-------- Data supplied --------

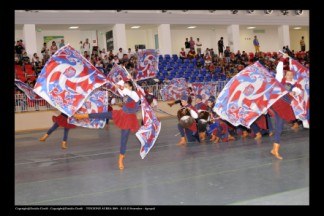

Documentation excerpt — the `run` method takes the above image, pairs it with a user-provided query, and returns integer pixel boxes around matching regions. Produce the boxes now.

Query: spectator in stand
[15,89,27,112]
[116,48,124,61]
[19,40,26,49]
[179,48,187,62]
[50,41,58,55]
[187,48,196,59]
[79,41,84,55]
[253,35,260,53]
[82,38,91,54]
[15,41,24,60]
[42,50,50,65]
[21,52,30,64]
[185,38,190,53]
[196,38,202,57]
[299,36,306,52]
[32,53,38,66]
[127,48,134,59]
[224,46,231,63]
[189,37,196,50]
[59,39,65,48]
[111,55,119,65]
[217,37,224,58]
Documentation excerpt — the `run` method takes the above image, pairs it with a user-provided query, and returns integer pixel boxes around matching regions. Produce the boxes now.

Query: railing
[15,81,227,113]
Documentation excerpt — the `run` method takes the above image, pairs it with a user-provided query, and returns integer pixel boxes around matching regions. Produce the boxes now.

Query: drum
[177,108,195,128]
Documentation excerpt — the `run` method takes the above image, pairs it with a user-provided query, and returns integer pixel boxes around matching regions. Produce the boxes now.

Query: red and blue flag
[214,62,287,128]
[34,45,107,117]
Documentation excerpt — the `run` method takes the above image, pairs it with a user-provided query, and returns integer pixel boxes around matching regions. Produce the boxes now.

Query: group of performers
[39,53,301,170]
[168,54,301,159]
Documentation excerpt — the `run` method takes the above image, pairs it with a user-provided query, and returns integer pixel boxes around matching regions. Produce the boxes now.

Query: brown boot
[118,154,125,170]
[209,134,216,141]
[242,131,249,138]
[177,137,187,145]
[61,141,67,149]
[271,143,282,160]
[73,113,89,120]
[291,122,299,129]
[38,134,48,141]
[199,132,206,141]
[214,136,219,144]
[168,101,175,107]
[228,134,235,141]
[254,132,262,140]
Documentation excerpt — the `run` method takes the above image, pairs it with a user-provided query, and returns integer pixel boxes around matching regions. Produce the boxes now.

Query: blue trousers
[89,112,130,154]
[273,110,284,144]
[47,122,70,141]
[251,122,261,134]
[266,114,273,133]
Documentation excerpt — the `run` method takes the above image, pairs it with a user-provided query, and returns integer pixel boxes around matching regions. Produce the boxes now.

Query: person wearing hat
[168,87,195,107]
[195,94,208,141]
[38,113,77,149]
[73,77,140,170]
[177,93,200,145]
[207,96,235,143]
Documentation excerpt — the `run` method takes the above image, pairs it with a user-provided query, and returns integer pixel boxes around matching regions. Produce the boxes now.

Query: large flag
[34,45,107,117]
[15,79,43,100]
[214,62,287,128]
[106,64,128,96]
[189,83,216,103]
[69,89,108,128]
[290,58,309,128]
[136,95,161,159]
[136,49,159,80]
[160,78,188,101]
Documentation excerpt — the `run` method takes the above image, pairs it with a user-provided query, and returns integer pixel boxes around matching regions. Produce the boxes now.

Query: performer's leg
[197,120,207,141]
[118,129,130,170]
[39,122,59,141]
[73,112,112,120]
[61,128,70,149]
[88,112,112,120]
[266,114,273,136]
[177,123,187,145]
[185,128,200,142]
[271,112,284,159]
[251,122,262,140]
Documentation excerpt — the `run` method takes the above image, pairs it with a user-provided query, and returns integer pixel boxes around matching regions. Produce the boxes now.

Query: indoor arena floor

--------

* Directions: Could you extract the records verbatim, starting at their beginning and ending with the line that contains "[168,54,301,159]", leaving the pictures out of your answer?

* Reply:
Documentation excerpt — the `run` method takes the above image, pairs it with a user-provided query, and returns integer pixel boxes around matching regions. Produce the boxes now.

Query: spectator in stand
[15,89,27,112]
[116,48,124,61]
[19,40,26,49]
[179,48,187,62]
[50,41,58,55]
[187,48,196,59]
[79,41,84,55]
[253,35,260,53]
[82,38,91,54]
[15,41,24,60]
[42,50,50,65]
[21,52,30,64]
[185,38,190,53]
[196,38,202,57]
[299,36,306,52]
[32,53,38,66]
[127,48,134,59]
[224,46,231,63]
[189,37,196,50]
[59,39,65,48]
[111,55,119,65]
[217,37,224,58]
Documentation excerpt — the `run` method takes the above image, pairs it with a user-provided query, and returns integer pixel boxes around matching regions. Produce the boxes now.

Query: railing
[15,81,227,113]
Documentation excerpt — the `run` method takes the above image, pairs it with a user-provided query, and returns integer pixel boxes around matching regions. Produce the boxes now.

Query: drum
[177,108,195,128]
Documentation excerpt — the `run` method takes the above image, pairs it with a user-provided query, and returns integer pixel boxes around matching regions. Produce the boxes now.

Query: red and blue flag
[214,62,287,128]
[34,45,107,117]
Documentation excerpt — the `run` method takes the above image, pairs it with a user-provided query, and returns integer pixel boxes around matching regions. Produce the boxes now.

Query: group of performers
[39,53,301,170]
[168,54,301,159]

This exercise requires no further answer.